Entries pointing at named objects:
================
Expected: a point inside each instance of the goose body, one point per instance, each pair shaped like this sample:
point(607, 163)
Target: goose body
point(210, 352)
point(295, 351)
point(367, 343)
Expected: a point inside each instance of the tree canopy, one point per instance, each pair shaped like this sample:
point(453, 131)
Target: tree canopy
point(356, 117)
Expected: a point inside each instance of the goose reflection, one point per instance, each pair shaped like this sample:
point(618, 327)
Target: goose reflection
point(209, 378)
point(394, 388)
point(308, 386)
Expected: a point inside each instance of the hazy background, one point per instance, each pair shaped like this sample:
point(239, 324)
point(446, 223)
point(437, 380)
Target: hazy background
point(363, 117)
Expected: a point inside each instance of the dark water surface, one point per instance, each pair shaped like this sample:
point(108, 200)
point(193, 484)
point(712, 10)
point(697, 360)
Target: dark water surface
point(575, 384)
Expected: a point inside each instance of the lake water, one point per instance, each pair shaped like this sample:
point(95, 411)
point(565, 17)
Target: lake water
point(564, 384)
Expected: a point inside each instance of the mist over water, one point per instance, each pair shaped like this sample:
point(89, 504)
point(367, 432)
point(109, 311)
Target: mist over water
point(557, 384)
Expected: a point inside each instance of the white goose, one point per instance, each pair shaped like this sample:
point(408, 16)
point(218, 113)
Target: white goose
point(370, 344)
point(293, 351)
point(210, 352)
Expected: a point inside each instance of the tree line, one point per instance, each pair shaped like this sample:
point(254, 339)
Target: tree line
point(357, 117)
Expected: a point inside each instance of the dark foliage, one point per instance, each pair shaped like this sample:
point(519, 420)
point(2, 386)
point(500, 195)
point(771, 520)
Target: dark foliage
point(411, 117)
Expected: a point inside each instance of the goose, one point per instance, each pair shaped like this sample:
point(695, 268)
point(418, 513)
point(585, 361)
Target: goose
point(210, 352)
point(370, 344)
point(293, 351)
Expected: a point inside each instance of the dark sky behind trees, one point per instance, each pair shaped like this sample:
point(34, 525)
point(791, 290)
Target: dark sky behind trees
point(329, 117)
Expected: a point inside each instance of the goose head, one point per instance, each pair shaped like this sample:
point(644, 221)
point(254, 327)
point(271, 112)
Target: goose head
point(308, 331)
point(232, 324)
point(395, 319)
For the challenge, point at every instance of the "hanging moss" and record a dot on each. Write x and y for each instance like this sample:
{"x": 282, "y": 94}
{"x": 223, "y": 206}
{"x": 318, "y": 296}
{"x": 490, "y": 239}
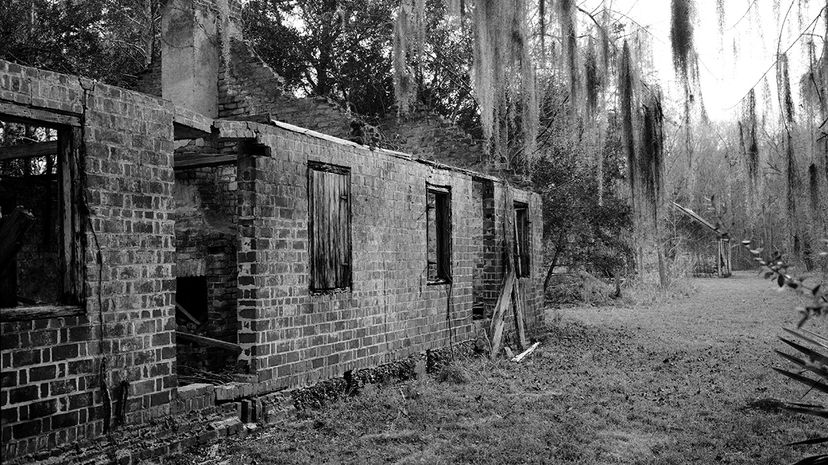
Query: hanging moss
{"x": 751, "y": 146}
{"x": 651, "y": 153}
{"x": 681, "y": 35}
{"x": 542, "y": 25}
{"x": 403, "y": 77}
{"x": 625, "y": 105}
{"x": 783, "y": 88}
{"x": 407, "y": 47}
{"x": 720, "y": 15}
{"x": 592, "y": 79}
{"x": 605, "y": 42}
{"x": 566, "y": 18}
{"x": 813, "y": 191}
{"x": 503, "y": 75}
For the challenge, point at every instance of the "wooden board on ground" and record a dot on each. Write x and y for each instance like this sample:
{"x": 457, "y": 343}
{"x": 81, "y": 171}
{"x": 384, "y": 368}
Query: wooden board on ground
{"x": 518, "y": 302}
{"x": 504, "y": 301}
{"x": 208, "y": 341}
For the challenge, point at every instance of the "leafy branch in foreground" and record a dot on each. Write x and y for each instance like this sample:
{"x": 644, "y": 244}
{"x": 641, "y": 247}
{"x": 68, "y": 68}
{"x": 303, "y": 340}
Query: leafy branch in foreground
{"x": 809, "y": 361}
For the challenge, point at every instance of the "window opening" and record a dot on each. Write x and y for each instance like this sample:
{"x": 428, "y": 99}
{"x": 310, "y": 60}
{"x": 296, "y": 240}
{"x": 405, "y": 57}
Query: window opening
{"x": 522, "y": 240}
{"x": 438, "y": 233}
{"x": 40, "y": 225}
{"x": 329, "y": 198}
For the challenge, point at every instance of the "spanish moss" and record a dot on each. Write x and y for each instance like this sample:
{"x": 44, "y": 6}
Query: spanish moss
{"x": 625, "y": 104}
{"x": 681, "y": 35}
{"x": 403, "y": 77}
{"x": 566, "y": 18}
{"x": 592, "y": 80}
{"x": 651, "y": 152}
{"x": 749, "y": 140}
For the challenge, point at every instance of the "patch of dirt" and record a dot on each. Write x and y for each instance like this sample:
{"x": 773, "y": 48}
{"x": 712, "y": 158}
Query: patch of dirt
{"x": 688, "y": 381}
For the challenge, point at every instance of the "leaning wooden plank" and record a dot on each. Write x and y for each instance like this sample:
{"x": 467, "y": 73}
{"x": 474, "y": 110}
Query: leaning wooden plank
{"x": 504, "y": 302}
{"x": 518, "y": 303}
{"x": 186, "y": 313}
{"x": 519, "y": 357}
{"x": 518, "y": 299}
{"x": 12, "y": 229}
{"x": 37, "y": 149}
{"x": 208, "y": 341}
{"x": 40, "y": 312}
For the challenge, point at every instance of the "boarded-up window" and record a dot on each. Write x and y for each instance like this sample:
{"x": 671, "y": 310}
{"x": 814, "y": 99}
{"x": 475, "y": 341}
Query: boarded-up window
{"x": 329, "y": 197}
{"x": 522, "y": 239}
{"x": 438, "y": 233}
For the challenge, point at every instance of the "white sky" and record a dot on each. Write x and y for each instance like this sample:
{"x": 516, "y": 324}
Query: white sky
{"x": 752, "y": 27}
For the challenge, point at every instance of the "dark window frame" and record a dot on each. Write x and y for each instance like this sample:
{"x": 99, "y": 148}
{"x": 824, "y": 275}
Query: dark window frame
{"x": 522, "y": 250}
{"x": 72, "y": 224}
{"x": 345, "y": 266}
{"x": 443, "y": 230}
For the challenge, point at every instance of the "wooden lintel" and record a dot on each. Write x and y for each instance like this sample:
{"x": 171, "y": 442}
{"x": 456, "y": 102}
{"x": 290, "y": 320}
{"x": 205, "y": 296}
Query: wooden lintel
{"x": 27, "y": 115}
{"x": 185, "y": 161}
{"x": 208, "y": 341}
{"x": 40, "y": 312}
{"x": 38, "y": 149}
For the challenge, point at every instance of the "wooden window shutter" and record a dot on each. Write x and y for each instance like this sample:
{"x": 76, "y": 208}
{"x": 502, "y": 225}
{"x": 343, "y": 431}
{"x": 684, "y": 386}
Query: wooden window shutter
{"x": 330, "y": 222}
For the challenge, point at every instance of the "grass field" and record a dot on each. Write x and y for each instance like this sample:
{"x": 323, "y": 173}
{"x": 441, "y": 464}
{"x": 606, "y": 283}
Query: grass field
{"x": 688, "y": 381}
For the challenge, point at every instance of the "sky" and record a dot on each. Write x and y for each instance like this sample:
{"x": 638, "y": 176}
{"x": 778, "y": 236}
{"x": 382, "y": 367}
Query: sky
{"x": 734, "y": 61}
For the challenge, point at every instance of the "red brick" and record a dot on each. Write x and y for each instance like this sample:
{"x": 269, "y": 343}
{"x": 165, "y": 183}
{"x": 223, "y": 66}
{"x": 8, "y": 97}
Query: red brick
{"x": 42, "y": 373}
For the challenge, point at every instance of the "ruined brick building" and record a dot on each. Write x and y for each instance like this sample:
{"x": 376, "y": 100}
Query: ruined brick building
{"x": 214, "y": 224}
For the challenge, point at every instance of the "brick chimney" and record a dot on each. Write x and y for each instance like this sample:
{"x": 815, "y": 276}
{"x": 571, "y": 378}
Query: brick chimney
{"x": 194, "y": 33}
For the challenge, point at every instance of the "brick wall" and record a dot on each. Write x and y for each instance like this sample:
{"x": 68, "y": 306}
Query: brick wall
{"x": 293, "y": 336}
{"x": 205, "y": 245}
{"x": 429, "y": 136}
{"x": 51, "y": 385}
{"x": 247, "y": 86}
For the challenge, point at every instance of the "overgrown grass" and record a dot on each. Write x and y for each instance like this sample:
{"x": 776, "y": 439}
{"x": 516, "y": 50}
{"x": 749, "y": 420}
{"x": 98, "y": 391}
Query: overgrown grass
{"x": 640, "y": 385}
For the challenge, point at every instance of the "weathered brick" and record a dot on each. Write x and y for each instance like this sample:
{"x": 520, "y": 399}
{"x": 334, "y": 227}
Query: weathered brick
{"x": 42, "y": 373}
{"x": 23, "y": 394}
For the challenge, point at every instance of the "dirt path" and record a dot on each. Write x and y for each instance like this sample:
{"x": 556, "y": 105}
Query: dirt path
{"x": 687, "y": 382}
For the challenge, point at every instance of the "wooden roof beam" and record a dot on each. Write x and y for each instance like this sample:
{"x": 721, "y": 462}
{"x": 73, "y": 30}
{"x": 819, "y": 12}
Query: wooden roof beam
{"x": 37, "y": 149}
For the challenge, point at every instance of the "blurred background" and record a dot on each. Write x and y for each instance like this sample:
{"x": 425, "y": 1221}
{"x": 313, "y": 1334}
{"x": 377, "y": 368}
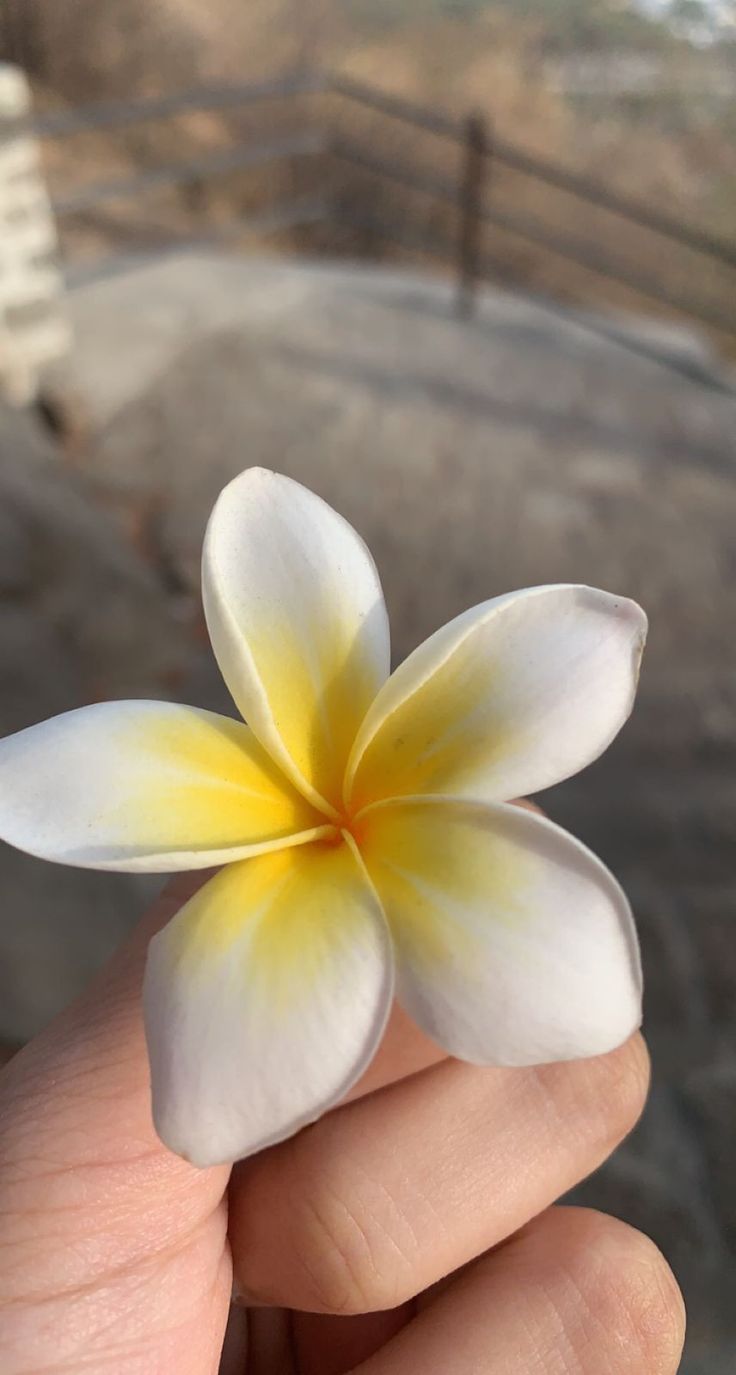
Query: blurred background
{"x": 468, "y": 270}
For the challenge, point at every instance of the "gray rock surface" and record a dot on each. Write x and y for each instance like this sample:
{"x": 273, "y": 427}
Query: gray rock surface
{"x": 475, "y": 458}
{"x": 81, "y": 618}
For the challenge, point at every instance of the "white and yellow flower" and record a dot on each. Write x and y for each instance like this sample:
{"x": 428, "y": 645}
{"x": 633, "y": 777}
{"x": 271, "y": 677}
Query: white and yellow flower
{"x": 363, "y": 825}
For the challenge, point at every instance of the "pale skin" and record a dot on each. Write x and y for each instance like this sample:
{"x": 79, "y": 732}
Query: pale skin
{"x": 412, "y": 1231}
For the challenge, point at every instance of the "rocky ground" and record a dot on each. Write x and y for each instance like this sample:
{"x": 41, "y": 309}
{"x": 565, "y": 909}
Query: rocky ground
{"x": 475, "y": 458}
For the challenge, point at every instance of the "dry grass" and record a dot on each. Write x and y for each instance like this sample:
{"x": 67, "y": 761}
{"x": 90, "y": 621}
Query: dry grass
{"x": 489, "y": 63}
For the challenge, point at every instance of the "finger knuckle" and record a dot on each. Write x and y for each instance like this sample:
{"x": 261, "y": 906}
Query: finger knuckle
{"x": 630, "y": 1297}
{"x": 350, "y": 1253}
{"x": 610, "y": 1093}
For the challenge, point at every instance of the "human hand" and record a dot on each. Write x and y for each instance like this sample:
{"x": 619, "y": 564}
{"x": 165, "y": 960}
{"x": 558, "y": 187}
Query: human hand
{"x": 409, "y": 1231}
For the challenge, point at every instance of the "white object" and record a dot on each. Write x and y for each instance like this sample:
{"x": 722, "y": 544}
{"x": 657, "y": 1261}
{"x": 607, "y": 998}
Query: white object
{"x": 33, "y": 330}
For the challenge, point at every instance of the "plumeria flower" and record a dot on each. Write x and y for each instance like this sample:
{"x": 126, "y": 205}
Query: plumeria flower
{"x": 362, "y": 824}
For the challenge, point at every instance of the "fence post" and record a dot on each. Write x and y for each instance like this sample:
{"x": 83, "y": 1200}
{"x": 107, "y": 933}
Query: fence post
{"x": 32, "y": 326}
{"x": 476, "y": 149}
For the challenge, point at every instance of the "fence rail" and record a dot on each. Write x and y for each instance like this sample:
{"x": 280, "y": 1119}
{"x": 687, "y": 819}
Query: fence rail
{"x": 472, "y": 194}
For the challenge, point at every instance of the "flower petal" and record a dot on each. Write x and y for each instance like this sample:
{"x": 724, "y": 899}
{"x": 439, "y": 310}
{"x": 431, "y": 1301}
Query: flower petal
{"x": 264, "y": 1001}
{"x": 508, "y": 699}
{"x": 513, "y": 943}
{"x": 145, "y": 785}
{"x": 297, "y": 622}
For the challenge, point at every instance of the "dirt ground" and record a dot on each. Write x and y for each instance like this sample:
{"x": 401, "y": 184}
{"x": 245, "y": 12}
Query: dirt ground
{"x": 475, "y": 458}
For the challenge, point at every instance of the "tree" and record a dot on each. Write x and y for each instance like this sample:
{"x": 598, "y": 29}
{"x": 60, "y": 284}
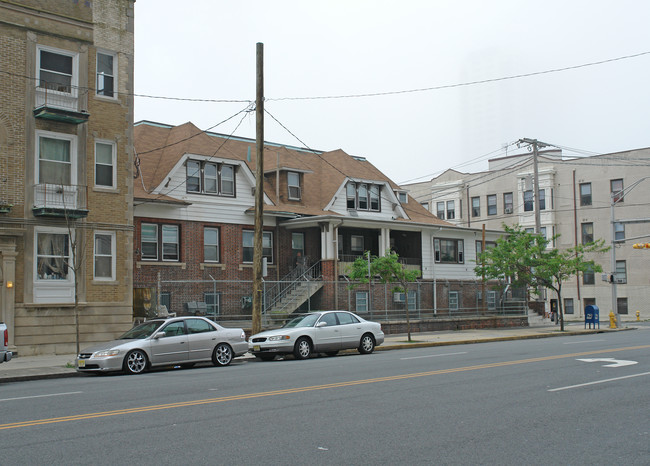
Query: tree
{"x": 526, "y": 260}
{"x": 388, "y": 269}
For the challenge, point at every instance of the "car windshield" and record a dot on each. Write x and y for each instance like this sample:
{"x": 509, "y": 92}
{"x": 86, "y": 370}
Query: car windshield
{"x": 143, "y": 330}
{"x": 303, "y": 321}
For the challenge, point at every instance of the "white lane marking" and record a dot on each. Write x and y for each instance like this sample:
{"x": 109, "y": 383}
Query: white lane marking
{"x": 434, "y": 355}
{"x": 598, "y": 381}
{"x": 39, "y": 396}
{"x": 612, "y": 362}
{"x": 579, "y": 342}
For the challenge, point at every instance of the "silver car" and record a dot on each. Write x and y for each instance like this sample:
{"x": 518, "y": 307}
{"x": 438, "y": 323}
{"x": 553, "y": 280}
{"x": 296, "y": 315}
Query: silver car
{"x": 318, "y": 332}
{"x": 161, "y": 342}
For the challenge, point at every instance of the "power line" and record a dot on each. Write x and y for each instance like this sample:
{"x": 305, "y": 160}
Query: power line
{"x": 470, "y": 83}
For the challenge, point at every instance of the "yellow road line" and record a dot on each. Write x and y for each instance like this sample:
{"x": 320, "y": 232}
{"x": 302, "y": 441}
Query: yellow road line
{"x": 287, "y": 391}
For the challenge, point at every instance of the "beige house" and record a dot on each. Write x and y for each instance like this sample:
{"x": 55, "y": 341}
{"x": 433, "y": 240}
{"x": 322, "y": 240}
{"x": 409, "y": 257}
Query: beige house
{"x": 575, "y": 197}
{"x": 66, "y": 171}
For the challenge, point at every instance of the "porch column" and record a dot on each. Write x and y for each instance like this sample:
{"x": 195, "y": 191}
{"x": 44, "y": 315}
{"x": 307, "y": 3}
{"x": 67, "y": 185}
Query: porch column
{"x": 8, "y": 282}
{"x": 327, "y": 242}
{"x": 384, "y": 241}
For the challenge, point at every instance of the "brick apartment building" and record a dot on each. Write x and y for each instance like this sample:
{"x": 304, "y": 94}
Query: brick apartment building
{"x": 66, "y": 171}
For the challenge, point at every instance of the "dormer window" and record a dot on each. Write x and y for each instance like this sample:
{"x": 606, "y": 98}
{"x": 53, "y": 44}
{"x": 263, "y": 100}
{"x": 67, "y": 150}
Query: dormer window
{"x": 210, "y": 178}
{"x": 293, "y": 186}
{"x": 363, "y": 196}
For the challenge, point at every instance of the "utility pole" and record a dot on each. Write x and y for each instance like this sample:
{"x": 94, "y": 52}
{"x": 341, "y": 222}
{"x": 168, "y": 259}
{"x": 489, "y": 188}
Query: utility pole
{"x": 259, "y": 191}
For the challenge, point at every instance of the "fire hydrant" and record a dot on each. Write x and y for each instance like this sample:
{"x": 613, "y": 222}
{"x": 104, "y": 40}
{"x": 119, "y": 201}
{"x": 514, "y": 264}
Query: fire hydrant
{"x": 612, "y": 319}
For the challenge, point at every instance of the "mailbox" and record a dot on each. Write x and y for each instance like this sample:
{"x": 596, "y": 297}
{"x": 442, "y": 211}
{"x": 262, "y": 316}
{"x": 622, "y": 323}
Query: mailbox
{"x": 592, "y": 316}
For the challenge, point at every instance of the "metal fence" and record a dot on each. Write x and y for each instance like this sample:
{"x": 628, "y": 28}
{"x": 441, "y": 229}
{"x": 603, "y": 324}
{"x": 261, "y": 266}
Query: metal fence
{"x": 231, "y": 300}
================
Report every line of the material above that contains the string "metal", copying each such line in full. Only matches with the same upper and lower case count.

For the challenge, point at every instance of the "metal fence" and record a dot on each. Write x and y for each instance like this sample:
Query: metal fence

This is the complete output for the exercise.